**Excerpted passage:**
START

On a more sympathatic note, the QE carriers really came in at a bad time, the economic crisis took many people by surprise and caused a lot of cascade problems, not to mention the F-35B is still a bit of an unknown quality. If I had a say in the matter, I would have recommended a delay at least until the aircraft became more of a known entity before making a decision. If it doesn’t work out, you can at least copy the US and use the F-18E/F +CATOBAR. As it is, you are taking on faith the F-35B will work as planned. Or to be precise, work as “advertised”. Hope it does or there is going to be one hell of a headache.

July 10, 2013 2:48 pm

Sick and tired of the same load off nonsense that gets trouted out to even bother.

July 10, 2013 2:51 pm

@ Topman

I thought everybody had realized by now as well as making some very important and valid point I was taking the pee out of the debate and also myself………? :)

Sgt Pep
Sgt Pep
July 10, 2013 2:53 pm

Quote “Not that I disagree with the idea of a full division, which is actually part of FF2020. I’m just at a loss to understand how QEC and F35 are somehow responsible for threatening that capability.” Unquote

When did I ever make such a statement?

If your maximum budgetary capacity is to field some 12/20 F35 B’s plus helo’s please explain to me why there is a need for two 65,000t aircraft carriers at a cost of £ 3.5 billion+ EACH, which will be ‘too big to lose’ in any real shooting war with a competent opponent, one of which will be put at ‘extended readiness’ read at port most of the time, when for a fraction of the cost you could actually have a whole fleet of smaller JC type carriers that would be way more useful than the two expensive and over budget beasts currently being built?

Are there any reasons other than “prestige”? !

At the moment you have the most modern and advanced air defence frigates who do not even carry anti-ship missiles! Out of approx. 112 Tomahawk missiles used in Libya the Royal Navy fired a grand total of 3! and Uk/France had to call in the Americans to bail them out.
How many T26 frigates will there be? Wouldn’t be surprised if you ended up with half of what is envisioned now. How many other naval capabilities have been cut to the bone to pay for QE?

July 10, 2013 3:11 pm

@ TD

We need a lot more more than 80,000 that is a certainty. :)

END

**Work to complete:**
1. Render this sentence from the comment thread on the aircraft carriers into Spanish: "If I had a say in the matter, I would have recommended a delay at least until the aircraft became more of a known entity before making a decision."
2. Carry the comment thread on the aircraft carriers forward from its final comment.

**Provided material:**

START

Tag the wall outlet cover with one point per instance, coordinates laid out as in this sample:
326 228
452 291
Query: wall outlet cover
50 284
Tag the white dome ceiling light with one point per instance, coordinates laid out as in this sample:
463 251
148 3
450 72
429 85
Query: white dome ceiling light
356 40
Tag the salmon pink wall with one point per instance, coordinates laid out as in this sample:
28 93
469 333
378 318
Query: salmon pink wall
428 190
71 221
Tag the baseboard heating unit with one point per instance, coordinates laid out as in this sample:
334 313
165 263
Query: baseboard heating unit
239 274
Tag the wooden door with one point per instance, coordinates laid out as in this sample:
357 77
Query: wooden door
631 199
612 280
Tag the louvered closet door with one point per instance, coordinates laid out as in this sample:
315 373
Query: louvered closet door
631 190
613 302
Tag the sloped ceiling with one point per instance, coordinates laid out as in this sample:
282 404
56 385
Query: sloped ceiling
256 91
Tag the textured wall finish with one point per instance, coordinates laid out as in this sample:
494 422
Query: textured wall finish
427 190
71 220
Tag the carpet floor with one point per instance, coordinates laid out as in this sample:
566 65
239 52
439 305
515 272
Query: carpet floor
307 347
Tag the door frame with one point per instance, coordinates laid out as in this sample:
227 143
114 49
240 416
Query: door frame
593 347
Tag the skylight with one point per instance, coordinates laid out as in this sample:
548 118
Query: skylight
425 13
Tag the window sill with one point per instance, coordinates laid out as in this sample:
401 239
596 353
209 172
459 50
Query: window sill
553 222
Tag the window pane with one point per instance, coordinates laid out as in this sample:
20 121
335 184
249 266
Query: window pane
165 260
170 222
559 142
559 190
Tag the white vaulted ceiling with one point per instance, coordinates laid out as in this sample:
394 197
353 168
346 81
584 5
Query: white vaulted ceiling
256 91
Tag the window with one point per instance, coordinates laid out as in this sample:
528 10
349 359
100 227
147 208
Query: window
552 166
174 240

END

**Answers to each task:**
1. Si yo tuviera voz en el asunto, habría recomendado un aplazamiento al menos hasta que el avión fuera algo más conocido antes de tomar una decisión.

2.
The debate is always framed by most here in terms of a choice between the 3 services. It is always Trident costs so much, the carriers cost so much, and the inference is that the money should be spent elsewhere not on energy or aid, but on one or both of the other services. As I said about your attempts to broaden the strategy debate beyond fighty stuff it won’t work here in this format. Security Studies at uni’ is already a farce because in many institutions they try to encompass everything from nuclear bombs to gender issues. So here if somebody proposed not spending on the RN I automatically assume they mean spending the money on the Army or RAF or occasion an LNG tank.

Rocket Banana
July 10, 2013 3:15 pm

Sgt Pep,

The point in two 65,000t carriers is so that we can provide air cover/support for 3Cdo to “kick the doors in” prior to an army division turning up on cruise liners and the RAF flying in “on mass” to a won or built airstrip ;-)

In my mind there were two reasonable options: 2 x 65,000 tonne carriers or 3 x 30-40,000 tonners.

I doubt one option is cheaper than the other and one of them can deal with a non-F35B/non-Harrier world.

July 10, 2013 3:39 pm

@ Simon

No. Despite there being 3 Invincible class hulls for a long while in reality the UK has only operated 2 carriers. I don’t mean the one in refit, one in working up/returned/ deployed cycle I mean turn and turnabout. Don’t forget the need to crew them.

The expensive bits in carriers the sensors and combat systems, engines etc for three ships would outweigh the cost of procuring buying 2 large carriers. The big clue to what an aircraft carrier does is in the name. It is the wrong way to approach this is to say we can only afford 12 FJ so we build a ship can only carry 12 FJ. Invincibles are very small for what we asked of them in the latter stages of their career. Remember those ships started as ASW screening assets for the North Atlantic that the RN got more out of them points to the flexibility of the ship. Bigger ships are more economical and flexibility.

Rocket Banana
July 10, 2013 3:48 pm


I tried to cover that on my “Sea Control” and “CVF or LHD” post.

The problem I came up with was that you’d need 3 x Cavour (eg) + 3 x Rotterdam (eg) because you simply don’t have enough space on a smaller carrier to do the heli assault/support ops.

So in that case you end up with 6 aviation ships.

Might as well have 4 x Wasp. 2 available, 1 for sea control, 1 for assault. Dock down tanks in former used for extra AVCAT. Vehicle deck in former used as magasine. etc, etc, etc.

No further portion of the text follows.